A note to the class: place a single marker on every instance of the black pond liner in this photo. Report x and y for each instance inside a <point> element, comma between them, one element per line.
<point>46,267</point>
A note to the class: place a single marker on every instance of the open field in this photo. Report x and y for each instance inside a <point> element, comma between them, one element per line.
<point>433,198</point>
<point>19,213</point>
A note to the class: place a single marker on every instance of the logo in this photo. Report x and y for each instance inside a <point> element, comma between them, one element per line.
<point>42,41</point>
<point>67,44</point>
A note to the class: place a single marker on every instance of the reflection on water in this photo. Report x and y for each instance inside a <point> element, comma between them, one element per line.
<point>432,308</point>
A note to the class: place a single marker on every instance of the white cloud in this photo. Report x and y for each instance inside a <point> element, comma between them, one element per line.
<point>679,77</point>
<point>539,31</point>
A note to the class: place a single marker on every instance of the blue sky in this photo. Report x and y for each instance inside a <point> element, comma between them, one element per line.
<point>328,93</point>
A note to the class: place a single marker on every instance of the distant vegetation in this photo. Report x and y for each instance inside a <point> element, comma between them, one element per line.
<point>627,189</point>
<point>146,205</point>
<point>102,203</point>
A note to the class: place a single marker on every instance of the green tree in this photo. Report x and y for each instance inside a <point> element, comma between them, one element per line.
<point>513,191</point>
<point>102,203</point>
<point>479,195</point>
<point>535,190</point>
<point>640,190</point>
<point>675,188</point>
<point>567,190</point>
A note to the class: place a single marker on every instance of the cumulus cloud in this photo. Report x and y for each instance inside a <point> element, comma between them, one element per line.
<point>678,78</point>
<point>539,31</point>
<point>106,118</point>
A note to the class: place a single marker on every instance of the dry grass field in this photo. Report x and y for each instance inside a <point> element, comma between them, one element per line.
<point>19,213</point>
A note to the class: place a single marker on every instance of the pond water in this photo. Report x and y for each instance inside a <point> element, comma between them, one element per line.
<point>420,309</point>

**WHAT YOU NEED TO DO**
All of the entries above should be transcribed exactly, line for line.

**TASK OUTPUT**
A note to the class: place a single marker on every instance of the black pond liner in this photo. Report x and y for each instance inside a <point> element, comma between them, one element per line.
<point>46,267</point>
A note to the class: place a single marker on every instance of the open field in this photo. Report x and y for each instance inside a <point> element, comma between them, one element per line.
<point>433,198</point>
<point>19,213</point>
A note to the class: place a single marker on every instance of the logo in this photo. Report x and y for each instance inside a <point> element, comma between them, one element per line.
<point>42,41</point>
<point>67,44</point>
A note to the class: place a single marker on every instance of the reflection on water in this photo. Report x and y for each instance inside a <point> element, comma between them, one element per line.
<point>432,308</point>
A note to the class: place a single marker on every instance of the white cloud in this photo. Report x and y for each instance inside a <point> element, comma between them, one element per line.
<point>679,77</point>
<point>539,31</point>
A note to the class: place a single marker on every instance of the blue sky in this photo. Report x and y for each instance inside a <point> element, comma between them, one element per line.
<point>328,93</point>
A note to the class: place a single marker on every instance of the distant vegetation in this photo. Report x and y for each instance inside a <point> element, comma between them, one element per line.
<point>627,189</point>
<point>146,205</point>
<point>102,203</point>
A note to the class: place a single marker on every instance of the green tree in this photo. Report x and y for each instance inside a <point> element, comma between them, one element per line.
<point>513,191</point>
<point>102,203</point>
<point>479,195</point>
<point>535,190</point>
<point>640,190</point>
<point>675,188</point>
<point>567,190</point>
A note to the class: place a single marker on every instance of the cumulus cloud in this photo. Report x and y for each instance inside a <point> element, comma between them, one element per line.
<point>678,78</point>
<point>539,31</point>
<point>106,118</point>
A note to the class: place a single marker on every instance of the dry grass field in this photo. Report x and y for each instance inside a <point> element, comma between them, one element per line.
<point>19,213</point>
A note to the class: place a single marker on every instance of the pond water in this photo. Report x and y for each instance inside a <point> element, comma between them, one element per line.
<point>420,309</point>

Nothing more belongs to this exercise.